◆ Problem statement: The output should be every line below, retyped exactly, with no images.

◆ Data for review:
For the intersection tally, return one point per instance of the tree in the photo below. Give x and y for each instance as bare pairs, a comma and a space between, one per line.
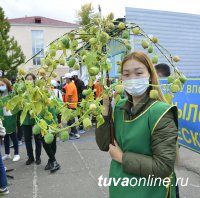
11, 55
86, 14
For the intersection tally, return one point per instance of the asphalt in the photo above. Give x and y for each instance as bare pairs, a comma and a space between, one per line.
82, 163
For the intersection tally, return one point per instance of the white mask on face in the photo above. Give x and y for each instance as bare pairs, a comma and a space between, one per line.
136, 87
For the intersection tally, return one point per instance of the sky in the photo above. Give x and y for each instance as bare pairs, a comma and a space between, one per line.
66, 10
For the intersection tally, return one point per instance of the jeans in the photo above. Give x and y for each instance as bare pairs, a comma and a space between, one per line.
27, 129
13, 137
50, 149
3, 178
19, 130
70, 122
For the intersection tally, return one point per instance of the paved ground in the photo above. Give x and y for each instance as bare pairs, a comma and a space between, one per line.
81, 165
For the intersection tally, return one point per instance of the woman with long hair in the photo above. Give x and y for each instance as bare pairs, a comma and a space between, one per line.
146, 133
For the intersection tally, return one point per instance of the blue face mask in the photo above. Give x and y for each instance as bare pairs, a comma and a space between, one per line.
3, 88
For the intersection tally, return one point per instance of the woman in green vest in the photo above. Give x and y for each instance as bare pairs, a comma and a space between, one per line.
146, 131
9, 121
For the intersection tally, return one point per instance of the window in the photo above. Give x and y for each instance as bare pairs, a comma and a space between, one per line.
37, 46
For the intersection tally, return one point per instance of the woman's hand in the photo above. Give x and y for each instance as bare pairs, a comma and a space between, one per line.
115, 152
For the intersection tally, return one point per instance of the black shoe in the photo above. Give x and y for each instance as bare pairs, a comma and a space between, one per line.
38, 161
29, 161
48, 166
54, 166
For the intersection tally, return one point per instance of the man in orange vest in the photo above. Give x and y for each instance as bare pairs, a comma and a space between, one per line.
71, 97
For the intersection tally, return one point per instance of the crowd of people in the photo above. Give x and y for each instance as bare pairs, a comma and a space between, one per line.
11, 129
69, 90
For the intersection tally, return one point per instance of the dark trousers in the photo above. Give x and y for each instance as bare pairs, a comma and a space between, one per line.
73, 129
27, 129
3, 179
19, 129
13, 137
80, 125
50, 149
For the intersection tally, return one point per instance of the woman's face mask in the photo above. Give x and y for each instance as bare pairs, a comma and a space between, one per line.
135, 77
136, 87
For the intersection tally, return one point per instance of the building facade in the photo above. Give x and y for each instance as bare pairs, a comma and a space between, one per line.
35, 33
177, 32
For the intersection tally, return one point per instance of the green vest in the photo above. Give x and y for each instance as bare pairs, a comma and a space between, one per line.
135, 136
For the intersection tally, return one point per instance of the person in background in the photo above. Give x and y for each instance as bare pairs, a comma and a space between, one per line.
9, 122
146, 132
80, 87
98, 89
3, 180
163, 70
71, 97
57, 93
28, 133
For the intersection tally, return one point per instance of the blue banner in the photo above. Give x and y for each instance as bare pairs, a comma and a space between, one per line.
188, 103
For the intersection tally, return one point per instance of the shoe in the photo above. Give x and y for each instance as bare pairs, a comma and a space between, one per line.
81, 131
6, 156
74, 136
16, 158
29, 161
48, 166
38, 161
4, 191
54, 166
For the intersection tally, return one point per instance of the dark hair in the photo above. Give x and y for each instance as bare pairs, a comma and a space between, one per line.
30, 74
8, 84
164, 69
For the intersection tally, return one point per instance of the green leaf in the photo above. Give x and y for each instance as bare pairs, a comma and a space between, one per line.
91, 59
100, 120
38, 107
23, 115
42, 124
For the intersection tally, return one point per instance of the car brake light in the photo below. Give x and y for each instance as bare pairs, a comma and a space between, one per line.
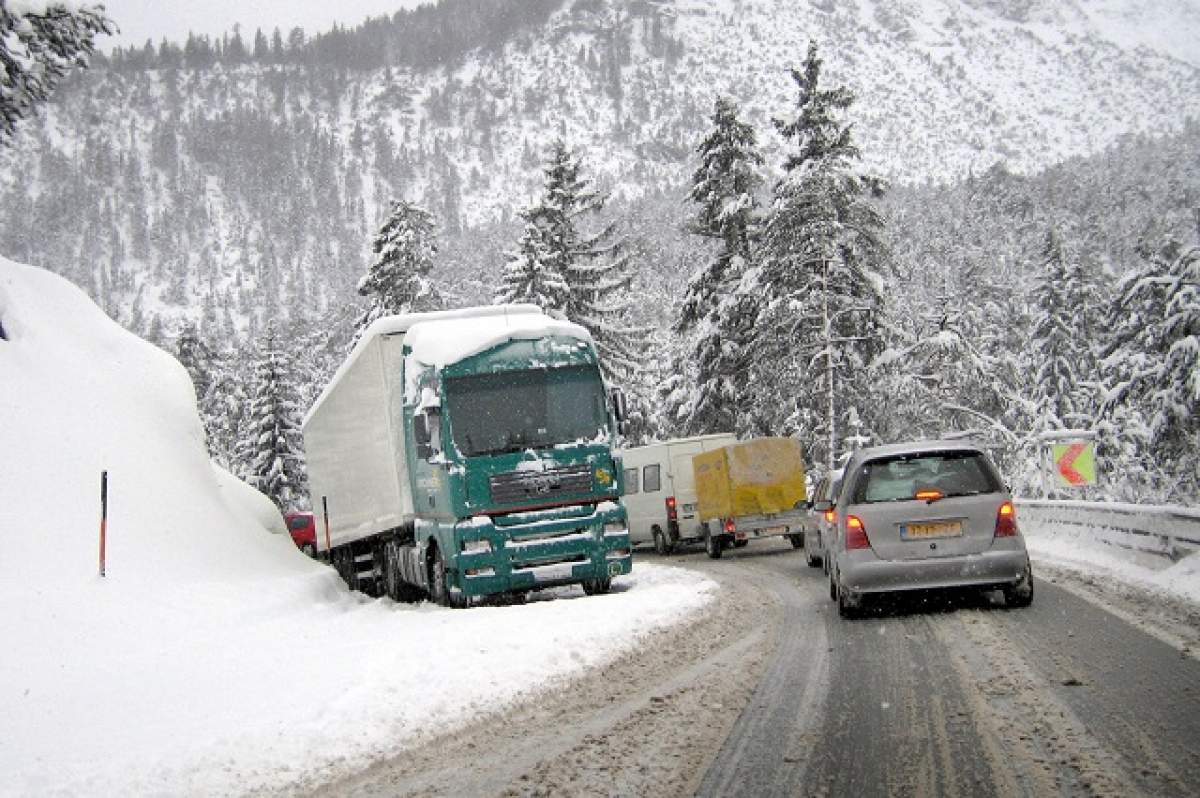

◆ The answer:
For the intersection tally, return one point per instance of the tree in the photo below. Give x and y for each instance as bare pairs, a comma and a space between, one per line.
11, 55
86, 14
For the intersection tally, return one point per instance of the asphalt in the photo above. Give x and y for each instance as bare pairs, a comma and a space between, one per line.
82, 163
For the intersection tally, return one point per instance of the white mask on face in the photo above. Give x and y for each instance as bare pairs, a comma and a space between, one per line.
136, 87
For the intersection tally, return one point per instance of the sky in the photo above. Give x and y for each instance as bare pairs, a comma and a space between, one per line.
66, 10
For the intersection tally, return one point per instance of the jeans in the photo above. Give x and y for each instance as bare pairs, a comma and a space between, one per line.
27, 129
13, 137
50, 149
3, 178
19, 130
70, 122
For the intersection tally, return one point per instance of the paved ground in the photo above. Give x and y for each instance as bare pairs, a comma and a space between, one per line.
81, 165
For the intersection tally, return one point per instance of the woman with long hair in the photo above. Give x and y for each instance as bare pairs, a comma and a space between, one per line.
146, 133
For the intersection tally, return one point per instance of the blue face mask in the photo above. Give x and y for each instance as bare pairs, a comma and a space between, one per line.
3, 88
For the intersection tally, return one point per instance of the woman in green vest in the photo above. Give x and y for each instance as bare pairs, a comma and a space between, one per line.
146, 131
9, 121
For the intersection tally, return one point per instance of the window in the photo above. Give x and y for each instance as bare pairs, a comma and a space between, one per line.
37, 46
For the intersection tally, return one point per instance of the woman's hand in the photo above. Give x and y for each instance as bare pairs, a comma and a space between, one per line.
115, 152
For the intersection tally, return one point per instance of the black shoe in the photo above. Give x and y for each instance as bare pairs, a comma and a space between, one per line.
38, 161
29, 161
48, 166
54, 166
For the intersection tally, return one point per instance of the man in orange vest in the photo above. Give x and y for each instance as bare pairs, a comma and a space between, one per line.
71, 97
For the intersection tally, return one point per instance of the crowd of people in the photo above. Give x and y for each instance as bare pairs, a comma and a space between, one per line.
11, 129
69, 90
For the intersection tally, return one point per instance of the dark trousers in the photo above. Give x and y for each instance as bare pairs, a comma and a space between, one per line.
73, 129
27, 129
3, 179
19, 129
13, 137
80, 125
50, 149
For the intersection tally, return one point per instance of the woman's face mask in the photo above. Give x and y for each instance as bare pairs, a comma and a space between, one per line.
135, 77
136, 87
For the intersection tally, return one point per instance of the building facade in the photo above. Give x and y for each instance as bare pairs, a comma and a space between, one per line.
35, 33
177, 32
For the intersection tally, return one point per instance of the green vest in the photo above. Give x and y for each instance as bare pairs, a comma and a space between, one per line.
135, 136
For the intersection tally, return one point per instance of the person in background in the photo above. Give x and y for each instance as bare pairs, a comma and a space between, one per line.
9, 122
146, 132
80, 87
98, 89
3, 180
163, 70
71, 97
57, 93
28, 133
For the intersection tally, return one point per instance of the blue banner in the photo above. Give x and y for each instance as bare pairs, a comma and a space between, one per line.
188, 103
For the intersection tally, return one point per instance of the shoe in the photo above. Give x and y for each instance as bare pairs, a comma and a space between, one per line.
81, 131
6, 156
74, 136
16, 158
29, 161
48, 166
38, 161
4, 191
54, 166
For the intersection tally, return one point per instance of the dark hair in the photo above. Give x and y for each instance as bare pairs, a comma and a space between, one per line.
30, 74
8, 84
164, 69
For the intersection tally, return one point per instance of the green leaf in the photo above. Give x and y for each instance as bare pairs, a comma and a space between, one per line.
91, 59
100, 120
38, 107
23, 115
42, 124
For the intersection tally, return one point per instance of the car brake light in the photo below. Give x and y for each instance as bare pairs, a comma and a space between, one per line.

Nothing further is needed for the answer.